- WRITTEN REQUEST 1 -
In the excerpt about the Phnom Penh press club, in what year did the foreign correspondents rebrand as the Overseas Press Club of Cambodia?
- WRITTEN REQUEST 2 -
Please check each statement against the excerpt about the Phnom Penh press club and mark it yes or no, quoting the words that decide it: (a) Leo Dobbs was the club's first president. (b) OPCC meetings take place at a permanent clubhouse. (c) Hunt estimates that Cambodia has more than 200 foreign correspondents at any one time.

- EXCERPT PROVIDED -
────────

That chapter in FCC history lasted less than a decade, when the club served a posse of reporters who had arrived in town on the heels of a 20,000-strong UN mission tasked with overseeing the elections as the country emerged from decades of foreign occupation, civil war and genocide. It ended contentiously, with Phnom Penh’s foreign correspondents distancing themselves from the premises and rebranding as the Overseas Press Club of Cambodia (OPCC) in 2002. They have no new fixed abode.

The club was a marriage of convenience between Hong Kong-based investors and the correspondents. The former provided the space in what was then a no-go area among the sweatshops and crowded apartments on the former Quai Marx-Lenin. The latter supplied the name and turned it into Phnom Penh’s cultural and intellectual centre.

"We always thought we had the name," says the club's first president and former Reuters journalist Leo Dobbs. "We gave them a bit of cachet – they couldn't do it on their own without the journalists – but we did know it was a business arrangement."

Diplomats, UN staff and expat visitors flocked to the "F". A club constitution was drafted and a board established. With the FCC's help, the first Khmer journalists' association was set up. Speakers in the club's heyday included actor Peter Ustinov, Timorese resistance hero Xanana Gusmão and Oscar winner Haing Ngor from film The Killing Fields, says OPCC treasurer and former president Luke Hunt.

Rounds of ammunition

After the 1993 elections there was plenty to report on, not least the continued insurgency by remnants of the Khmer Rouge in the north of the country, near Thailand. Nate Thayer, back from the regime's stronghold of Anlong Veng with a scoop – Pol Pot's final interview – filed it from the club for the Far Eastern Economic Review.

There are stories – confirmed or denied, depending on whom you ask – of wild nights when rounds of ammunition were drunkenly shot from the terrace. Everything changed, however, when the correspondents discovered the commercial side of the house had registered the FCC name, and several variations of it, with the Ministry of Commerce.

“Maybe we were a bit naïve,” says Dobbs. “In a way we should have registered the name ourselves.”

The move was viewed as a betrayal, says Hunt, who was president in 2002 during the controversy. “Our lawyers went and quietly registered the OPCC. We had to keep it on the quiet because we were afraid they’d go out and nick our new name too.”

There are up to 70 foreign correspondents in Cambodia at any one time, Hunt estimates. OPCC meetings are held at various bars but there is no permanent gathering place. "Given the state of media in this country, we have an important role to play," he stresses, referring to prime minister Hun Sen's ongoing clampdown which has so far resulted in the closures of a newspaper and more than 20 radio stations, and the detention of two radio journalists. News events of which today's FCC customers seem blissfully unaware.

────────

[Region annotation entries]
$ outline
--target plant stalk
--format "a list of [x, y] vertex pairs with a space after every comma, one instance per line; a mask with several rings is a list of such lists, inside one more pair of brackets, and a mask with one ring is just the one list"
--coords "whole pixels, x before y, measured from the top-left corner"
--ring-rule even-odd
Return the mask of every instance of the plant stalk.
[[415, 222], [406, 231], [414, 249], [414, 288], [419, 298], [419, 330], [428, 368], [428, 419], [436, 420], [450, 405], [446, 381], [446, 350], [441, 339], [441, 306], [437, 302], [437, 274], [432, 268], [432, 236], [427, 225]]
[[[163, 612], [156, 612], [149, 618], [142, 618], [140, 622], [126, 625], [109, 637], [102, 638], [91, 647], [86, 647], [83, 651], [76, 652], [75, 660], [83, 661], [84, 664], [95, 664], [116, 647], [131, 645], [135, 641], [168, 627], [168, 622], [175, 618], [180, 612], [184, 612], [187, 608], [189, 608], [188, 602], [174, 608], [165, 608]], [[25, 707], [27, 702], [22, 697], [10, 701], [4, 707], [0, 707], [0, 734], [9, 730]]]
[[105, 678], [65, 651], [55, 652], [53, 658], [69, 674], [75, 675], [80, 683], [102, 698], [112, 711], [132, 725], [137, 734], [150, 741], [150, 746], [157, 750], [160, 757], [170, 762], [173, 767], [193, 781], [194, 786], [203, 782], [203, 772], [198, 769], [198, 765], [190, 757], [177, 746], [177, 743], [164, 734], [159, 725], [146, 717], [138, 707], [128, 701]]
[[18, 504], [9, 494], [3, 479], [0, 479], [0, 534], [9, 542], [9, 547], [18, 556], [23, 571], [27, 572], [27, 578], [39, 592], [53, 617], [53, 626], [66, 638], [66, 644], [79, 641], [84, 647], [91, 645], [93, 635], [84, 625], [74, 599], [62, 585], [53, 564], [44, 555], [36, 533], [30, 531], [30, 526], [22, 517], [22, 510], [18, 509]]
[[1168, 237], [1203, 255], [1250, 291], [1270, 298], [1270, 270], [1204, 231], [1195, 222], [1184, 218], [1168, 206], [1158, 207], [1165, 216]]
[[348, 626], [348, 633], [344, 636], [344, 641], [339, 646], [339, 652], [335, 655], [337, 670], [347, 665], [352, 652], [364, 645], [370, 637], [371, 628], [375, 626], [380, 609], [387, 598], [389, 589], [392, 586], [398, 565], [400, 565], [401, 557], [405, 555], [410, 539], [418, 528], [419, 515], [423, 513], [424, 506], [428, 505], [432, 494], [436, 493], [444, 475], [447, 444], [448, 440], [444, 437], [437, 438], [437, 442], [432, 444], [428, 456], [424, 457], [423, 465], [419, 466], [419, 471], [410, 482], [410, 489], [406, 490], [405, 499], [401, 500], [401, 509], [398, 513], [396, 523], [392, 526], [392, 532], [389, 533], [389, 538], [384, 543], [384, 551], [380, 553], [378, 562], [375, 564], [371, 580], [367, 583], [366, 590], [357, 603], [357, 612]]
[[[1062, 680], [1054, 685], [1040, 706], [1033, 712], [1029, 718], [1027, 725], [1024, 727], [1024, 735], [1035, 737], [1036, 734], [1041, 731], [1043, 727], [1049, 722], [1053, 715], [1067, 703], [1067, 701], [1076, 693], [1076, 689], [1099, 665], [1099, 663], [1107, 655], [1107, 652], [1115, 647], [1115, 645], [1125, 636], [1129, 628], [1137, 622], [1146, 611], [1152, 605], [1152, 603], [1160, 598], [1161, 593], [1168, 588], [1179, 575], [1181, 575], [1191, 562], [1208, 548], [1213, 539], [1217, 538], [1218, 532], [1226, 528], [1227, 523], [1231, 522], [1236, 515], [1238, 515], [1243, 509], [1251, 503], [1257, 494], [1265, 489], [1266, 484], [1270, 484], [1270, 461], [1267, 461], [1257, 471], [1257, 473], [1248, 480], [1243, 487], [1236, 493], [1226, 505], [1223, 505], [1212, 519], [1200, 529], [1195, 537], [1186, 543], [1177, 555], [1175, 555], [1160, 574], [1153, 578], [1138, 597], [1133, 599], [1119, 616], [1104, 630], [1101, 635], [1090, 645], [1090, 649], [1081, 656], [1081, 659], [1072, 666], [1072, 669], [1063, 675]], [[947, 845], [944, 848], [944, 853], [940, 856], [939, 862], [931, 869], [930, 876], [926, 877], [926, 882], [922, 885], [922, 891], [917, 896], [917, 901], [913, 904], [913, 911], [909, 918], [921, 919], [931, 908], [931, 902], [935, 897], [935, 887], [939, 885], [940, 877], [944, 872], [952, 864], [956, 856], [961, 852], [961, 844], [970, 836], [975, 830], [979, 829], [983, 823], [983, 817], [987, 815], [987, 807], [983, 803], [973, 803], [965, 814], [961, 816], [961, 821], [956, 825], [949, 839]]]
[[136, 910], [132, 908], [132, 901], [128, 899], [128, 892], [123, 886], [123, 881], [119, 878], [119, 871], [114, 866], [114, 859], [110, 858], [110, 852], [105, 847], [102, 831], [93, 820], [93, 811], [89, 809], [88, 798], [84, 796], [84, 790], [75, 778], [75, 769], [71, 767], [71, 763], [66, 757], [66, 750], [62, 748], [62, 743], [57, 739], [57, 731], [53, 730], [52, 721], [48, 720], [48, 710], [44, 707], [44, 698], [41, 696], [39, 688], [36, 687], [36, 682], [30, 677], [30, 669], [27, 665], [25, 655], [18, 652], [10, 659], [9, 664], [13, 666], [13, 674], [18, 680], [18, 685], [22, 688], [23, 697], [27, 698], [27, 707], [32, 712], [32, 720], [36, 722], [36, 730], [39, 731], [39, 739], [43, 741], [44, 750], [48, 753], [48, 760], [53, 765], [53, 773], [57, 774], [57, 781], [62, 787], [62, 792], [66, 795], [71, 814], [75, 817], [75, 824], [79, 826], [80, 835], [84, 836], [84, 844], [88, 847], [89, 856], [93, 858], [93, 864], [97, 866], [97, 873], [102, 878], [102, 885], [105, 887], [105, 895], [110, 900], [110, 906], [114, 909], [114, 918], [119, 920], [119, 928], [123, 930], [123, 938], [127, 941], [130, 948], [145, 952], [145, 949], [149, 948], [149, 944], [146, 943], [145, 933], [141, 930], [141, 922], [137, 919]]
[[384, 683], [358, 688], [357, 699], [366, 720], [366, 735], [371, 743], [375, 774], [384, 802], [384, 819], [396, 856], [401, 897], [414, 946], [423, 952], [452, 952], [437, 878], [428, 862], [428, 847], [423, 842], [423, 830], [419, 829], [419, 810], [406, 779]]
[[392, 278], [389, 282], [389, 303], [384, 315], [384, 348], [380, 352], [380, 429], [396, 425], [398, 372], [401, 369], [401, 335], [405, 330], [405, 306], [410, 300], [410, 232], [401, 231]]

────────

- CORRECT ANSWER 1 -
2002

- CORRECT ANSWER 2 -
(a) Yes: "says the club's first president and former Reuters journalist Leo Dobbs"
(b) No: "OPCC meetings are held at various bars but there is no permanent gathering place."
(c) No: "There are up to 70 foreign correspondents in Cambodia at any one time, Hunt estimates."